■ **FRAGMENTO PROPORCIONADO**:
Homilía de Benedicto XVI durante la celebración eucarística en la Plaza Pilsudski de Varsovia, este viernes pasado.
He quitado las partes en las que habla de Polonia:
«¡Permaneced firmes en la fe!». Acabamos de escuchar las palabras de Jesús: «Si me amáis, guardaréis mis mandamientos; y yo pediré al Padre y os dará otro Consolador, para que esté con vosotros para siempre, el Espíritu de la verdad» (Juan 14, 15-17a). Con estas palabras Jesús revela el profundo lazo que existe entre la fe y la profesión de la Verdad Divina, entre la fe y la entrega a Jesucristo en el amor, entre la fe y la práctica de una vida inspirada en los mandamientos. Estas tres dimensiones de la fe son fruto de la acción del Espíritu Santo. Esta acción se manifiesta como fuerza interior que pone en armonía los corazones de los discípulos con el Corazón de Cristo y les hace capaces de amar a los hermanos como Él los ha amado. La fe es un don, pero al mismo tiempo es una tarea.
«Él os dará otro Consolador - el Espíritu de Verdad». La fe, como conocimiento y profesión de la verdad sobre Dios y sobre el hombre, «viene de la predicación, y la predicación, por la Palabra de Cristo», dice san Pablo (Romanos 10, 17). A lo largo de la historia de la Iglesia, los apóstoles han predicado la palabra, preocupándose por entregarla intacta a sus sucesores, quienes a su vez la han transmitido a las generaciones sucesivas, hasta nuestros días. Muchos predicadores del Evangelio han dado la vida precisamente a causa de la fidelidad a la verdad de la palabra de Cristo. De este modo, del cuidado de la verdad ha nacido la Tradición de la Iglesia. Al igual que en los siglos pasados, también hoy hay personas o ambientes que, descuidando esta Tradición de siglos, querrían falsificar la palabra de Cristo y quitar del Evangelio las verdades que, según ellos, son demasiado incómodas para el mundo moderno. Se trata de dar la impresión de que todo es relativo: incluso las verdades de fe dependerían de la situación histórica y del juicio humano. Pero la Iglesia no puede acallar al Espíritu de Verdad. Los sucesores de los apóstoles, junto con el Papa, son los responsables de la verdad del Evangelio, y también todos los cristianos están llamados a compartir esta responsabilidad, aceptando sus indicaciones autorizadas. Todo cristiano está obligado a confrontar continuamente sus propias convicciones con los dictámenes del Evangelio y de la Tradición de la Iglesia en su compromiso por permanecer fiel a la palabra de Cristo, incluso cuando ésta es exigente y humanamente difícil de comprender. No tenemos que caer en la tentación del relativismo o de la interpretación subjetiva y selectiva de las Sagradas Escrituras. Sólo la verdad íntegra nos puede abrir a la adhesión a Cristo, muerto y resucitado por nuestra salvación.

■ **CONSIGNA DEL EJERCICIO**: ¿Puedes volver a escribir la parte de la homilía que se abre con las palabras que contienen "He quitado las" y se cierra con "es una tarea.", actualizándola para que diga "creyentes" donde dice "discípulos"?

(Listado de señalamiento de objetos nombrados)
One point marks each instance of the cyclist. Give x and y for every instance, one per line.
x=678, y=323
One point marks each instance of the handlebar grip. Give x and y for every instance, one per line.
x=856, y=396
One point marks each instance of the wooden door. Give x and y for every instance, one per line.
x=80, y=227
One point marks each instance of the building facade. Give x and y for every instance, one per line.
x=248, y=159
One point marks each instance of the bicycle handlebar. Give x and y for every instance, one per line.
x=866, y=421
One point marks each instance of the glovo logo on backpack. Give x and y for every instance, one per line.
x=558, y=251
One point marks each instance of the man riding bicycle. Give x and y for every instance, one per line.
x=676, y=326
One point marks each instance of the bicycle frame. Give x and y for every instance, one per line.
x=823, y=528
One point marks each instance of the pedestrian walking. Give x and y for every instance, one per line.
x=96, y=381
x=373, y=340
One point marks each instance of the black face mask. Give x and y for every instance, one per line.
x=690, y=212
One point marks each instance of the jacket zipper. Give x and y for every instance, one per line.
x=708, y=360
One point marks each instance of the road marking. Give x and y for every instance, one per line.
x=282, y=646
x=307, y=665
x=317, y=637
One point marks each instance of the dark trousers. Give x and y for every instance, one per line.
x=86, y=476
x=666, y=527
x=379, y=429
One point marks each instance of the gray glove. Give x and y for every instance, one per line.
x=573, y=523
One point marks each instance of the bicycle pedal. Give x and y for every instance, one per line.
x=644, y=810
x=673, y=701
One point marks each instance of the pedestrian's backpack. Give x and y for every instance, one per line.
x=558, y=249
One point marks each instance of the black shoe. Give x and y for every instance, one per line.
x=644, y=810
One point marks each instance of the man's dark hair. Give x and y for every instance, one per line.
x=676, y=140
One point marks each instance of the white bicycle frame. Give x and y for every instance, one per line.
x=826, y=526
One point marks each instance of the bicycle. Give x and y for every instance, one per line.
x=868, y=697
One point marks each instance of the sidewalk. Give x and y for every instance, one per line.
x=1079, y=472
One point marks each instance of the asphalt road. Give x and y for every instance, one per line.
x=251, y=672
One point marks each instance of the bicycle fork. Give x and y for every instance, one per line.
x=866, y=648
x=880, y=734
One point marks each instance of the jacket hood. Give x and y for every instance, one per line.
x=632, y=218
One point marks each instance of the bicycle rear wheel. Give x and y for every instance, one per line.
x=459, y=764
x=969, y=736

■ **RESULTADO DE LA TAREA**:
He quitado las partes en las que habla de Polonia:
«¡Permaneced firmes en la fe!». Acabamos de escuchar las palabras de Jesús: «Si me amáis, guardaréis mis mandamientos; y yo pediré al Padre y os dará otro Consolador, para que esté con vosotros para siempre, el Espíritu de la verdad» (Juan 14, 15-17a). Con estas palabras Jesús revela el profundo lazo que existe entre la fe y la profesión de la Verdad Divina, entre la fe y la entrega a Jesucristo en el amor, entre la fe y la práctica de una vida inspirada en los mandamientos. Estas tres dimensiones de la fe son fruto de la acción del Espíritu Santo. Esta acción se manifiesta como fuerza interior que pone en armonía los corazones de los creyentes con el Corazón de Cristo y les hace capaces de amar a los hermanos como Él los ha amado. La fe es un don, pero al mismo tiempo es una tarea.